- _Pagina_:
Terre Silvate 2013, La Distesa di Corrado Dottori

di Niccolò Desenzani



Pare aver quadrato il cerchio Corrado Dottori, con questo verdicchio base di perfetto equilibrio. Un sorso senza alcun fronzolo, dritto, non goloso, ma appagante.
Per trama, acidità, amaritudine, vitalità.
In sottrazione, ma senza essere scarnificato.
Felicissima riuscita dopo tante edizioni che per me non erano mai del tutto convincenti.
Al naso è appena di lana bagnata, ma poi fiori dolci e erbe di campo, alla distanza un cenno nobile di moka.
In bocca una bellissima neutralità aromatica, dove possono gli elementi strutturali e tattili più che gli aromi e i sentori.
Questo è il vino che mi piace: sostanziale, poco estetico.
Sacra carbonica dopo poco dall'apertura, sancisce un bianco di grandissima beva e il bancale diviene il metro del desiderio.

lunedì 26 maggio 2014

Terre Silvate 2012, Marche Bianco Igt, La Distesa (I° parte)


Come ho detto spesso, il tempo e la fatalità creano, nell’apparente intreccio casuale, dei grumi di senso intorno ad eventi ai quali diamo un significato più profondo di una semplice casualità.
Mi è capitato di aspettare al ristorante delle persone, decido di regalarmi un calice di vino in attesa dei ritardatari.
C’è in mescita il Terre Silvate 2012 di La Distesa, perfetto!
Io adoro il verdicchio e sono attirato dal lavoro e dal pensiero di Corrado Dottori (anche se devo ammettere di non aver mai letto il suo libro).
Assaggio e sento che è un macerato, forse una breve macerazione ma c’è il pizzicore linfatico della buccia, infusi e fienagione.

- _Materiale fornito_:

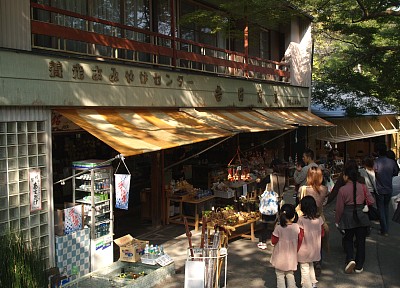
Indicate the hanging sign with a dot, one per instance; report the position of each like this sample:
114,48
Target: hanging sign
122,185
35,187
73,219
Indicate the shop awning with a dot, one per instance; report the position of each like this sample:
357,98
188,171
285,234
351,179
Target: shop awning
236,120
348,129
132,132
294,117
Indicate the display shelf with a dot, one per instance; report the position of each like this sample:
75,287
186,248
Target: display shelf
44,217
12,151
21,127
11,139
14,201
14,213
24,198
32,149
24,210
12,164
3,152
13,188
32,126
35,220
23,150
96,183
33,161
3,215
23,187
22,139
11,127
3,203
4,227
24,223
14,225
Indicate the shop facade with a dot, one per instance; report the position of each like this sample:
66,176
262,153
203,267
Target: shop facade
135,89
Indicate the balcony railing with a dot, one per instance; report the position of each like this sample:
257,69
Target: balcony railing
76,33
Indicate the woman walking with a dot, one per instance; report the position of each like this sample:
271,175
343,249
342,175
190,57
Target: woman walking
350,217
310,250
287,237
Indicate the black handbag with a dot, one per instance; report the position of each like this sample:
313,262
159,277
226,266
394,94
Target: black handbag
396,215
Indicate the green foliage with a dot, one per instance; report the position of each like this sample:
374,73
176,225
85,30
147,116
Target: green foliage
21,265
357,47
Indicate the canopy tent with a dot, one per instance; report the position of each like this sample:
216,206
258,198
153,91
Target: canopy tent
348,129
294,117
137,131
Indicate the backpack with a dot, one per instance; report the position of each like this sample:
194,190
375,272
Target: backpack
269,204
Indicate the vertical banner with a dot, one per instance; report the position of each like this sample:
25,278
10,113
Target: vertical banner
122,185
73,219
35,187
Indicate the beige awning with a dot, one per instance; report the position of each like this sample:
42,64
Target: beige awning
136,131
132,132
236,120
294,117
348,129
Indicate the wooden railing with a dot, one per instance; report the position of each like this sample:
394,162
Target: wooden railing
77,33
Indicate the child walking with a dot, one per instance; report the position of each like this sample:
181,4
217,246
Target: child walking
286,238
310,250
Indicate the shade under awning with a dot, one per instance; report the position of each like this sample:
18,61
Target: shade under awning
294,117
132,132
235,120
348,129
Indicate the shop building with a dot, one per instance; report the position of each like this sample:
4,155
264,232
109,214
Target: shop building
127,73
355,137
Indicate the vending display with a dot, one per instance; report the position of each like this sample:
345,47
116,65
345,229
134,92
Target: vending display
93,187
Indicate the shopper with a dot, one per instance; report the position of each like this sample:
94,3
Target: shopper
350,218
385,169
300,175
319,192
286,238
310,250
369,176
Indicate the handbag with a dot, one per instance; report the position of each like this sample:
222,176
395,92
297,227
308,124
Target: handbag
396,215
269,203
373,213
303,192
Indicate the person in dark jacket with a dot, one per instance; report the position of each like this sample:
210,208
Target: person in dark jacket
385,169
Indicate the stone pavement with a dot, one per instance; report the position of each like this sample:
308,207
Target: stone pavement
249,267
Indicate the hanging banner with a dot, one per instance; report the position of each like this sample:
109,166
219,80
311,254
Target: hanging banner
122,185
73,219
35,187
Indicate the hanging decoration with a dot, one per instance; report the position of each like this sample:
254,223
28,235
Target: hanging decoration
238,171
73,219
35,187
122,186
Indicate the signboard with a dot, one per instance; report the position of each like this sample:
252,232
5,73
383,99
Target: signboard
122,185
73,219
35,188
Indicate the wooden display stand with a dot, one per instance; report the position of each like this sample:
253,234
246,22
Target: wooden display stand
249,234
178,219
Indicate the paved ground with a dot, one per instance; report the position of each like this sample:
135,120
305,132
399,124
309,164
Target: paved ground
249,267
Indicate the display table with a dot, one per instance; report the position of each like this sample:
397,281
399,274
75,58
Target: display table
110,276
248,234
178,219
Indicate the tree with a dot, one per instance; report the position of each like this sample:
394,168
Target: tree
356,53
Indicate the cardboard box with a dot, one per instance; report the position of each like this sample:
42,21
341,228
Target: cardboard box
130,249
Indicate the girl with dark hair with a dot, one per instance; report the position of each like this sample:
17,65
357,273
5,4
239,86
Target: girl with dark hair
350,218
310,250
286,238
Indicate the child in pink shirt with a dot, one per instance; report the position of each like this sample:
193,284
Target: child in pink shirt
287,237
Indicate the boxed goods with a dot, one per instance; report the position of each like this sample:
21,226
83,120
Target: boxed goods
130,249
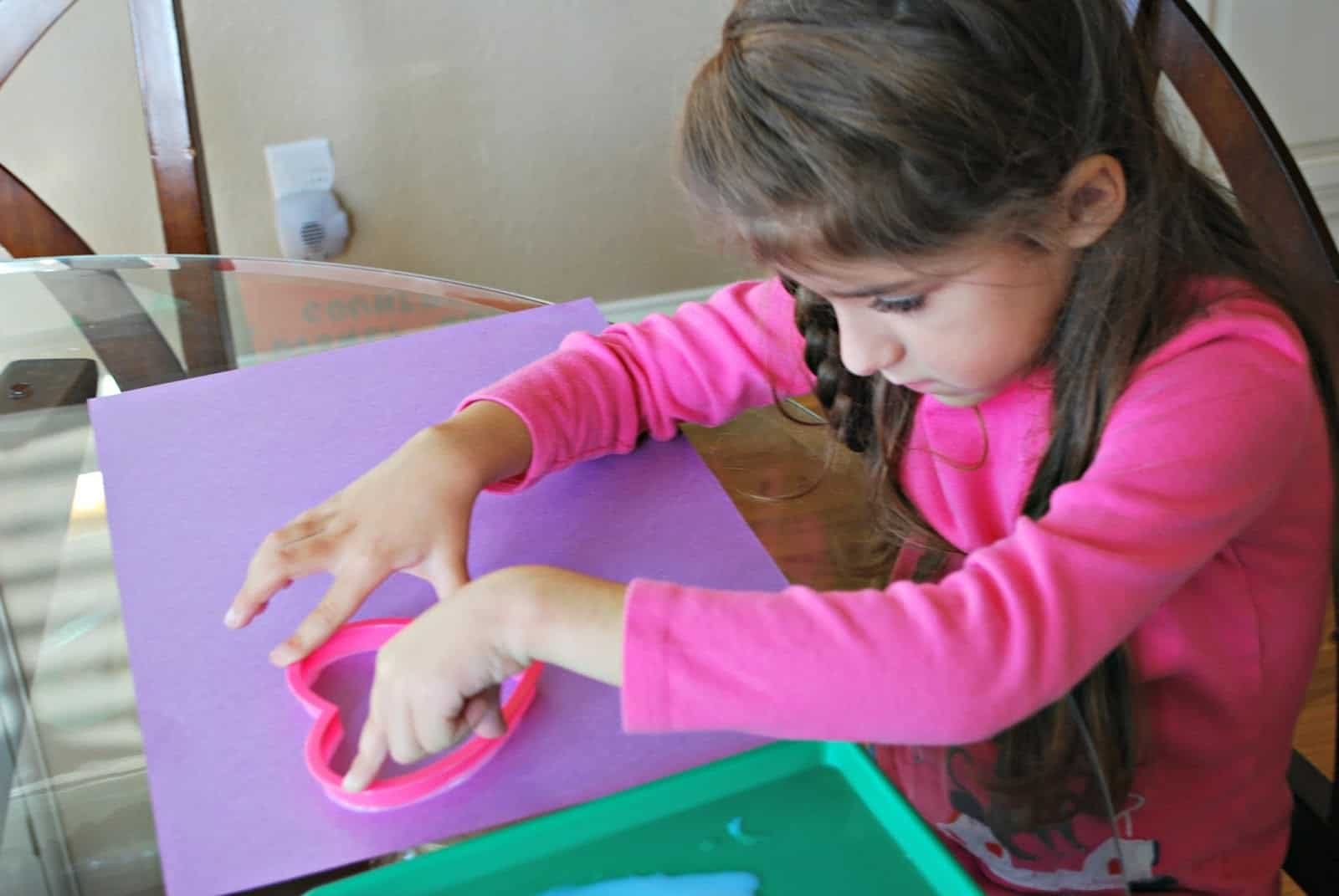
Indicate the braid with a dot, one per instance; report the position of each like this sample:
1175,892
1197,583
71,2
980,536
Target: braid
847,399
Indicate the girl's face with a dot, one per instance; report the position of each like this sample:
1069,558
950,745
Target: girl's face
959,327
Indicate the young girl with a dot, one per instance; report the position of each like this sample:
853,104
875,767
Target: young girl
1091,428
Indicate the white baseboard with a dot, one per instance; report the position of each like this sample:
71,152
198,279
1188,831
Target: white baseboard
666,303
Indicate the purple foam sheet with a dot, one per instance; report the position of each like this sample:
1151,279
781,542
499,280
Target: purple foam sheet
198,472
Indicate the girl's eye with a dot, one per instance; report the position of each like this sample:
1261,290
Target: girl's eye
900,305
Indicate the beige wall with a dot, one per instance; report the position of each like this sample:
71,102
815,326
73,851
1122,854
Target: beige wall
526,145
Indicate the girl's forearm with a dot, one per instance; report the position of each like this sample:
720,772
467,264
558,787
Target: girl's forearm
567,619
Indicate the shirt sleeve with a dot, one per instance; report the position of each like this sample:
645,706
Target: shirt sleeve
1195,450
705,363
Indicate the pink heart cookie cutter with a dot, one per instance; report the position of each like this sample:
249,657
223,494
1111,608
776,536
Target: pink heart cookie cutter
327,733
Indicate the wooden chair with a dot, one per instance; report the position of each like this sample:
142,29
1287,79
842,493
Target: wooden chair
136,354
1283,214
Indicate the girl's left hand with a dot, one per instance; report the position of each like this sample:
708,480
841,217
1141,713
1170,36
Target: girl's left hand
439,678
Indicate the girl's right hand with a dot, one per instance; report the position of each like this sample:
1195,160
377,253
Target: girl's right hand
410,513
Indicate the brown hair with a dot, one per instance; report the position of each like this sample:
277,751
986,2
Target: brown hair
863,129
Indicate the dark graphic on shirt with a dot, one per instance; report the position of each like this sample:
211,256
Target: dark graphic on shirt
1078,855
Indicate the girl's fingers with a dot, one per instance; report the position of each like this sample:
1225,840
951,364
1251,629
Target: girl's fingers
298,550
399,730
347,593
372,755
482,714
430,726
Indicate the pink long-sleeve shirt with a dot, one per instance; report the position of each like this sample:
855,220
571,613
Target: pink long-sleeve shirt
1198,536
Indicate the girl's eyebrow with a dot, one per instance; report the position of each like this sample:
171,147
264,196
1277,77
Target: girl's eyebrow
877,289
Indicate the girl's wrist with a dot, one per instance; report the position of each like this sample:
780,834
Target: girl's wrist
562,617
488,441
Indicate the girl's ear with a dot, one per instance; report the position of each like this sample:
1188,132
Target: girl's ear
1091,198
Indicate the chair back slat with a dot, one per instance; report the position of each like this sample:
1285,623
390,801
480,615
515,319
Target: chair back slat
1285,221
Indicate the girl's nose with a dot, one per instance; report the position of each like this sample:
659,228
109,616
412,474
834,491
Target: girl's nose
865,350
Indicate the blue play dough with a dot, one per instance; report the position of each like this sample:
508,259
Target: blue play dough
723,884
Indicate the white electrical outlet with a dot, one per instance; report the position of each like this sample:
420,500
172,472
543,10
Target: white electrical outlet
305,165
310,220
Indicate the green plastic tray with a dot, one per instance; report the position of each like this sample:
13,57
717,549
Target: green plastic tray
805,817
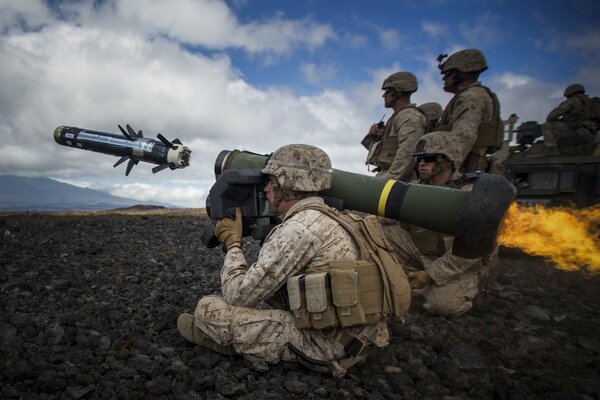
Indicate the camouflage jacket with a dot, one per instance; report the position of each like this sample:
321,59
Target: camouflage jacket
465,113
307,238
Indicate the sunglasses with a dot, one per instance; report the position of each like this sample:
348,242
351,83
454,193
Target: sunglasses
427,158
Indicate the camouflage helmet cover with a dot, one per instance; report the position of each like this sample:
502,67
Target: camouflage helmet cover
439,142
574,89
300,167
469,60
432,110
401,81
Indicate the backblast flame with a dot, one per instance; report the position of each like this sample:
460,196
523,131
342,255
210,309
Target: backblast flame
568,237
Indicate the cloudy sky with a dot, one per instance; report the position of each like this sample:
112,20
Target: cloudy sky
258,74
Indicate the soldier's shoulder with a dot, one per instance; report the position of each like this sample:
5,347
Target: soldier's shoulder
412,112
476,91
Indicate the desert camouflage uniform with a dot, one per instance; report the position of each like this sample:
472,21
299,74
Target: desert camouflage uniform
565,126
455,279
241,317
462,116
393,156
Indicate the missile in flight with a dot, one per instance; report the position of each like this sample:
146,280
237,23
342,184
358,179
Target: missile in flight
131,146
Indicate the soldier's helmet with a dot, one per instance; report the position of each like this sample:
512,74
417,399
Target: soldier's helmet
438,142
401,81
469,60
574,89
433,110
300,167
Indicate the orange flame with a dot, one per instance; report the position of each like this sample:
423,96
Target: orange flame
568,237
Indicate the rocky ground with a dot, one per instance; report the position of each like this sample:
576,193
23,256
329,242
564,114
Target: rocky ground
89,308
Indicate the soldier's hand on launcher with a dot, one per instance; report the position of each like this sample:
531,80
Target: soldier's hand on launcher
229,231
419,279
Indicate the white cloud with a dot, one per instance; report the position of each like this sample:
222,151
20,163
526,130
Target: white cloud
315,74
390,39
514,81
434,29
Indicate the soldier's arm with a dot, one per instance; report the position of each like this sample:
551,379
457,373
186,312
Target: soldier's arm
374,135
559,111
289,247
470,111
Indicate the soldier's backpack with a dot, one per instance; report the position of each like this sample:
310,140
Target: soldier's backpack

- _Consegna_:
Quali sentori al naso attribuisce la pagina al Terre Silvate 2013? Elencali tutti. Rispondi basandoti soltanto sulla pagina.

- _Risultato dell'esercizio_:
Lana bagnata, fiori dolci, erbe di campo, moka.